Rewrite every line of the entries below as a single numbered list, omitting blank lines. Leave the pictures out of your answer.

→ **DATASET EXCERPTS**

# # #

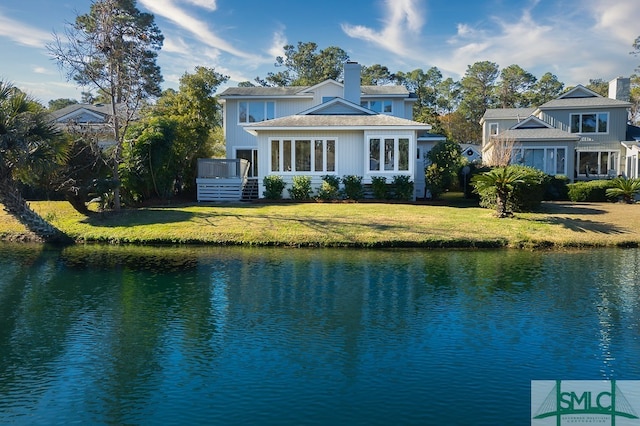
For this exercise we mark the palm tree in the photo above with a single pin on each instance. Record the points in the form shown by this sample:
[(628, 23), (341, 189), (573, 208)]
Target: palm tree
[(625, 188), (29, 146), (504, 180)]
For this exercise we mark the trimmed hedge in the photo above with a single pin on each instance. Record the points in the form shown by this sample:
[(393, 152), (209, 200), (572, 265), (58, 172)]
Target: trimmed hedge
[(594, 190)]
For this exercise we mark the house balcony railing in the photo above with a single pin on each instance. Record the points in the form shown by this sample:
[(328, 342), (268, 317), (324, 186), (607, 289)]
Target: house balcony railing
[(213, 168), (224, 180)]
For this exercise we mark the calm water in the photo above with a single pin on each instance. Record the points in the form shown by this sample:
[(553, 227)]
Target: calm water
[(112, 335)]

# # #

→ **OUTPUT FOR THIS TASK**
1. For this exercise we mark the palm tree in the photo above with a single pin on each instance. Record the points in the form shown by this sample:
2. [(628, 23), (341, 189), (573, 208)]
3. Target: palm tree
4. [(625, 188), (29, 146), (504, 180)]
5. For this exercise we mark the trimmed hedge in the photo above with a single pin on each instance. Record the points in the form shown by this sample:
6. [(393, 152), (209, 200), (572, 265), (58, 172)]
7. Target: trimmed hedge
8. [(594, 190)]
9. For this exercise we mark the house balcony railing in the photo above with a single pin on each instance. Record the points in the form shown by this sample:
10. [(328, 342), (268, 317), (324, 186), (607, 289)]
11. Target: house balcony railing
12. [(213, 168), (224, 180)]
13. For this exercise we mark the calm water in the photo above with a single pin on each instance. Record the points in the form shown by this sample:
14. [(553, 227)]
15. Target: calm water
16. [(112, 335)]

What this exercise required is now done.